• _Try it_
Give back each entry unchanged, minus pictures.

• _Exercise data_
···
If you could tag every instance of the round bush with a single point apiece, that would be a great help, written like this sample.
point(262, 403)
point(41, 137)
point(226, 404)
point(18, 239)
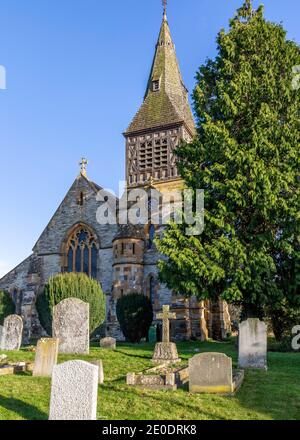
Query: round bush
point(71, 285)
point(135, 315)
point(7, 306)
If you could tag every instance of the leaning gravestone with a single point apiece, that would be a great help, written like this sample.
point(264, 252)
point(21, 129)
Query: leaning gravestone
point(212, 373)
point(109, 343)
point(253, 344)
point(12, 333)
point(71, 326)
point(74, 391)
point(45, 357)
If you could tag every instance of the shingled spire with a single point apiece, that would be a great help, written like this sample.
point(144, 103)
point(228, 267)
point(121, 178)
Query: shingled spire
point(166, 97)
point(162, 121)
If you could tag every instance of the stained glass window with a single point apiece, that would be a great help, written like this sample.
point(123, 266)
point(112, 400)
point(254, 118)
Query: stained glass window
point(151, 236)
point(82, 252)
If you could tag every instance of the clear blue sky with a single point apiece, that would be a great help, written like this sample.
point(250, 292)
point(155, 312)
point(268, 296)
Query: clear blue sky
point(76, 75)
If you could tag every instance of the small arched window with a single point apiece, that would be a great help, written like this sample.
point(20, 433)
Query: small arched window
point(82, 252)
point(152, 289)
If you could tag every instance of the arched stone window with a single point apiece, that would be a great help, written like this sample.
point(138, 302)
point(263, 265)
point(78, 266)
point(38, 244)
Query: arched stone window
point(151, 287)
point(152, 291)
point(81, 251)
point(151, 236)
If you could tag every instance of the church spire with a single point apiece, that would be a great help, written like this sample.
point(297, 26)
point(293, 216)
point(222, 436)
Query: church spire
point(166, 97)
point(165, 2)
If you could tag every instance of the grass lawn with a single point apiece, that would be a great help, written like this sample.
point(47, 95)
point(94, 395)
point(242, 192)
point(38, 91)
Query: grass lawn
point(264, 395)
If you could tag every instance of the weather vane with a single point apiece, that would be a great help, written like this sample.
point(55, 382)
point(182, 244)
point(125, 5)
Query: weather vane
point(83, 164)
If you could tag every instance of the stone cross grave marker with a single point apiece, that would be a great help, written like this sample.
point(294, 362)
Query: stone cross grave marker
point(74, 391)
point(45, 357)
point(1, 337)
point(71, 325)
point(165, 316)
point(12, 333)
point(212, 373)
point(165, 351)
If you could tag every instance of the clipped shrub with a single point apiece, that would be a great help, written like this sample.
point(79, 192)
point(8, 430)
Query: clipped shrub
point(7, 306)
point(71, 285)
point(135, 315)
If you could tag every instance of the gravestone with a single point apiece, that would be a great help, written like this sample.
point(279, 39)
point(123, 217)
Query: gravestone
point(253, 344)
point(165, 351)
point(12, 333)
point(212, 373)
point(99, 364)
point(45, 357)
point(74, 391)
point(71, 326)
point(2, 337)
point(109, 343)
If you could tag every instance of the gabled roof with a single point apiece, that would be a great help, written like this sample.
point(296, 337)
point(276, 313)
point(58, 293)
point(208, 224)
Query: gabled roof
point(170, 104)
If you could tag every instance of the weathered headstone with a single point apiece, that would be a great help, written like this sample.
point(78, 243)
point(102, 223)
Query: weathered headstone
point(212, 373)
point(165, 351)
point(45, 357)
point(253, 344)
point(109, 343)
point(99, 364)
point(12, 333)
point(71, 326)
point(74, 391)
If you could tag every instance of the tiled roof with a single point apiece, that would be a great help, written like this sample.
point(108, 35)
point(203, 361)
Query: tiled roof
point(169, 104)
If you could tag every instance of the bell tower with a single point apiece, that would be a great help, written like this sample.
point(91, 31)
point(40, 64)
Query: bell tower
point(163, 119)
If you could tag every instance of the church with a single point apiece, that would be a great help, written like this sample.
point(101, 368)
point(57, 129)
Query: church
point(123, 258)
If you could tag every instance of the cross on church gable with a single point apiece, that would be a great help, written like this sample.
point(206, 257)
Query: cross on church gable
point(165, 316)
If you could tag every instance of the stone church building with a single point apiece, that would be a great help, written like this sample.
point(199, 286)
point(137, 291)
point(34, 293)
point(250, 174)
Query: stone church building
point(123, 258)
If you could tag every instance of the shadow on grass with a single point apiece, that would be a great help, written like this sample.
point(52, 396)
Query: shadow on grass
point(148, 357)
point(23, 409)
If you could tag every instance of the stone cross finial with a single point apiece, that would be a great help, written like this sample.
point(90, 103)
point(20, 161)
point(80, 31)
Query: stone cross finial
point(165, 2)
point(165, 316)
point(83, 164)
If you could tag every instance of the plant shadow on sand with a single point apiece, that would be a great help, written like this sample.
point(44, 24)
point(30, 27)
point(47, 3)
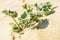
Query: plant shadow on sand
point(45, 22)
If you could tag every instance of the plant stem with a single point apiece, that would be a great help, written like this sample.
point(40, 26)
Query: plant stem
point(19, 27)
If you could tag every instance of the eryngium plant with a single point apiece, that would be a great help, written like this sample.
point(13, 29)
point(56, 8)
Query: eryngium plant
point(31, 15)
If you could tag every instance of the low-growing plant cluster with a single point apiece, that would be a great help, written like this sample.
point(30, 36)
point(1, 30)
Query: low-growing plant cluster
point(32, 14)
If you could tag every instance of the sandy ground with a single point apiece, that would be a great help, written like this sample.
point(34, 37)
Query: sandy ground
point(51, 32)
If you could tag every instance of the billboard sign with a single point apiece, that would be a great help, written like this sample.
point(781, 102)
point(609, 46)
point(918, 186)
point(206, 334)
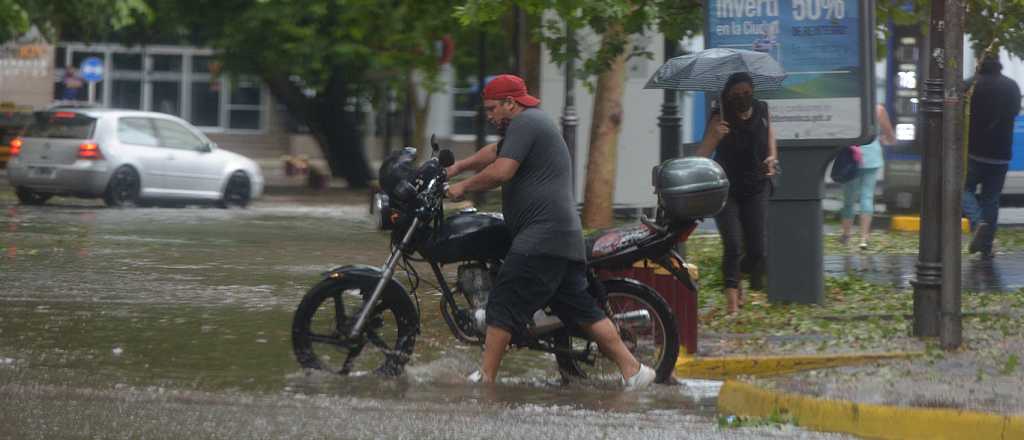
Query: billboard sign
point(826, 49)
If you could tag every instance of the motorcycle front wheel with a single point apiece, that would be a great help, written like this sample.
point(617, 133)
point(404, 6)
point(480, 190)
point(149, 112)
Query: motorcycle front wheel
point(322, 323)
point(646, 325)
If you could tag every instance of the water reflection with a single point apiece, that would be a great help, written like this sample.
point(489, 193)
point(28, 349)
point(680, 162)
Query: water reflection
point(1003, 273)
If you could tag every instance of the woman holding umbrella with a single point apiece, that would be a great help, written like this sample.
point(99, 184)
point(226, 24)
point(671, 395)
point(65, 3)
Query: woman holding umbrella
point(739, 137)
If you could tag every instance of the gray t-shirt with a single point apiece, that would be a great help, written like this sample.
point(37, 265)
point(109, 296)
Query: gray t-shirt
point(538, 203)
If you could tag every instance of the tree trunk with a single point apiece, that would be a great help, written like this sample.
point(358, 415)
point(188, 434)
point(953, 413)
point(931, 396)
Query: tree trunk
point(531, 57)
point(421, 116)
point(337, 131)
point(604, 130)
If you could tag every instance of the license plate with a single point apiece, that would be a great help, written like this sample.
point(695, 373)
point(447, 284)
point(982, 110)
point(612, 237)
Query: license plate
point(43, 172)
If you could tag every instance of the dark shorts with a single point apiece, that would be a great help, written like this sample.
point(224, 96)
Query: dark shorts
point(526, 284)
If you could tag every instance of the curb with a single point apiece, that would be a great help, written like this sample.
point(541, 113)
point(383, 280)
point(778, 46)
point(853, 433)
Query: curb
point(867, 420)
point(912, 224)
point(725, 367)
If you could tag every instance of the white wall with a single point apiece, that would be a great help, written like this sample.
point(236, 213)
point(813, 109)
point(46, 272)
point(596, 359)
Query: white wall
point(638, 142)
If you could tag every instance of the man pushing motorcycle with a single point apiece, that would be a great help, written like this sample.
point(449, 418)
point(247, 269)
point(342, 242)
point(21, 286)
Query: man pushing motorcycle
point(546, 266)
···
• _Task result_
If you could tag every instance of the round bush with a single point apiece, that would be a great help, written like this sample.
point(262, 403)
point(41, 137)
point(226, 404)
point(18, 239)
Query: round bush
point(71, 285)
point(135, 315)
point(7, 306)
If you could tag every instance of the leaning gravestone with a single point apiece, that would be a great help, written like this sample.
point(264, 252)
point(21, 129)
Query: leaning gravestone
point(212, 373)
point(109, 343)
point(253, 344)
point(12, 333)
point(71, 326)
point(74, 391)
point(45, 357)
If you could tag every instance of the shingled spire with a single point apiece, that would be a great help, written like this sample.
point(144, 103)
point(228, 267)
point(121, 178)
Query: shingled spire
point(166, 97)
point(162, 121)
If you could tag every instance of the stained glass window with a single point apiece, that would be a great help, written like this sample.
point(123, 266)
point(112, 400)
point(254, 118)
Query: stained glass window
point(151, 236)
point(82, 252)
If you could tag every instance of the clear blue sky with a single point apiece, that would be a great help, written like this sample.
point(250, 292)
point(155, 312)
point(268, 296)
Query: clear blue sky
point(76, 75)
If you could tag every instance of the small arched window with a single point apiece, that would be a great help, written like this sample.
point(20, 433)
Query: small arched window
point(82, 252)
point(152, 289)
If you could tag every instance of the arched stone window with a single point apiece, that would be a great help, written like this sample.
point(138, 302)
point(263, 265)
point(78, 266)
point(38, 244)
Query: arched stone window
point(151, 287)
point(152, 291)
point(81, 251)
point(151, 236)
If you could tag every instance of the church spire with a single point apiece, that would be a great help, written like this sample.
point(297, 26)
point(293, 216)
point(222, 436)
Query: church spire
point(166, 97)
point(165, 2)
If you could tag every instance of the grass lawn with a single point apiece, that would be a great help, written like this sample.
point(47, 95)
point(94, 395)
point(242, 192)
point(38, 91)
Query: grass lawn
point(264, 395)
If you could tag every instance of the weather vane with a single point apiece, that would be a great help, written like this sample.
point(55, 382)
point(182, 244)
point(125, 5)
Query: weather vane
point(83, 164)
If you could tag every instance of the stone cross grave marker with a single point apiece, that would be a great help, written like this sample.
point(294, 362)
Query: stone cross grave marker
point(74, 391)
point(45, 357)
point(1, 337)
point(71, 325)
point(165, 316)
point(12, 333)
point(212, 373)
point(165, 351)
If you could tag every instance of the clipped shrub with a single point apiece, that would be a great help, written like this sample.
point(79, 192)
point(8, 430)
Query: clipped shrub
point(7, 306)
point(71, 285)
point(135, 315)
If you could tag every instance of the gravestone with a single point apiece, that would be a great help, written like this sample.
point(279, 39)
point(123, 217)
Query: gravestone
point(253, 344)
point(165, 351)
point(12, 333)
point(212, 373)
point(99, 364)
point(45, 357)
point(74, 391)
point(71, 326)
point(2, 337)
point(109, 343)
If you could tag every instance of the gabled roof with a single point apiece, that would be a great help, written like this sample.
point(296, 337)
point(276, 313)
point(58, 293)
point(208, 224)
Query: gabled roof
point(170, 104)
If you could tag every instance of the weathered headstone with a single point apiece, that would be a great help, written like this sample.
point(78, 243)
point(102, 223)
Query: weathered headstone
point(212, 373)
point(165, 351)
point(45, 357)
point(253, 344)
point(109, 343)
point(99, 364)
point(12, 333)
point(71, 326)
point(74, 391)
If you could tag every instance of the tiled roof with a single point apiece, that would be a great help, written like this sample.
point(108, 35)
point(203, 361)
Query: tiled roof
point(169, 104)
If you could tag every instance of the bell tower with a single point apiece, that would be a great help, written like this sample.
point(91, 31)
point(40, 64)
Query: bell tower
point(163, 119)
If you could tag every instance of the church with a single point apiece, that would be a great help, written like this sample.
point(101, 368)
point(57, 129)
Query: church
point(123, 258)
If you could tag every instance of the cross on church gable with a single point apiece, that would be a great help, written like this sample.
point(206, 257)
Query: cross on church gable
point(165, 316)
If you could tag every instance of the stone church building with a single point apiece, that would be a great help, written like this sample.
point(199, 286)
point(137, 291)
point(34, 293)
point(250, 174)
Query: stone church building
point(123, 258)
If you could tag every instance of the shadow on grass with a single point apiece, that would be a great help, written like this sample.
point(52, 396)
Query: shadow on grass
point(148, 357)
point(23, 409)
If you could tag every instance of the stone cross finial with a single point apiece, that would be a great help, written like this sample.
point(90, 103)
point(20, 161)
point(80, 31)
Query: stone cross finial
point(165, 2)
point(165, 316)
point(83, 164)
If you could tag every instance of the plant shadow on sand with a single point apiece, that would be a great help, written like this sample.
point(44, 24)
point(30, 27)
point(47, 3)
Query: plant shadow on sand
point(45, 22)
If you could tag every instance of the plant stem with a single point apiece, that would be a great help, written like this sample.
point(40, 26)
Query: plant stem
point(19, 27)
If you could tag every instance of the eryngium plant with a single point apiece, that would be a great help, written like this sample.
point(13, 29)
point(56, 8)
Query: eryngium plant
point(31, 15)
If you could tag every instance of the low-growing plant cluster with a single point apiece, that would be a great help, written like this sample.
point(30, 36)
point(1, 30)
Query: low-growing plant cluster
point(32, 14)
If you could tag every instance of the sandy ground with a single point apiece, that would be a great help, written like this sample.
point(34, 37)
Query: sandy ground
point(51, 32)
If you could tag every instance of the billboard sign with a single point apiece, that would be a great help, written like this sample.
point(781, 102)
point(609, 46)
point(918, 186)
point(206, 334)
Query: billboard sign
point(826, 49)
If you could tag every instance of the motorcycle front wheel with a single point apiece, that would be a great help, written like this sample.
point(617, 133)
point(404, 6)
point(480, 190)
point(149, 112)
Query: motorcycle front wheel
point(322, 323)
point(646, 325)
If you could tag every instance of the water reflection with a single point apiece, that would be a great help, written like this sample.
point(489, 193)
point(28, 349)
point(680, 162)
Query: water reflection
point(1003, 273)
If you could tag every instance of the woman holding umbrella with a single point apiece, that would be a great help, written like this sample.
point(99, 184)
point(226, 24)
point(671, 395)
point(65, 3)
Query: woman holding umbrella
point(739, 137)
If you could tag every instance of the gray t-shirt with a single point apiece, that would be a great help, written like this sample.
point(37, 265)
point(109, 296)
Query: gray t-shirt
point(538, 203)
If you could tag every instance of the tree trunk with a single point apiece, that would be a great help, written like this sample.
point(358, 415)
point(188, 434)
point(953, 413)
point(931, 396)
Query: tree trunk
point(531, 57)
point(421, 116)
point(337, 131)
point(604, 130)
If you could tag every instance of the license plate with a single point apiece, that would be a great help, written like this sample.
point(695, 373)
point(447, 284)
point(982, 110)
point(612, 237)
Query: license plate
point(43, 172)
If you could tag every instance of the dark shorts with a single point apiece, that would be a great help, written like this sample.
point(224, 96)
Query: dark shorts
point(526, 284)
If you could tag every instance of the curb with a single point apiece, that would be a great help, written like this sample.
point(541, 113)
point(383, 280)
point(778, 46)
point(853, 433)
Query: curb
point(867, 420)
point(912, 224)
point(725, 367)
If you could tag every instance of the white wall with a single point apiece, that would be a great help, written like this sample.
point(236, 213)
point(813, 109)
point(46, 272)
point(596, 359)
Query: white wall
point(638, 142)
If you could tag every instance of the man pushing motorcycle with a single point apiece, that would be a great help, written like this sample.
point(449, 418)
point(247, 269)
point(342, 242)
point(21, 286)
Query: man pushing motorcycle
point(546, 266)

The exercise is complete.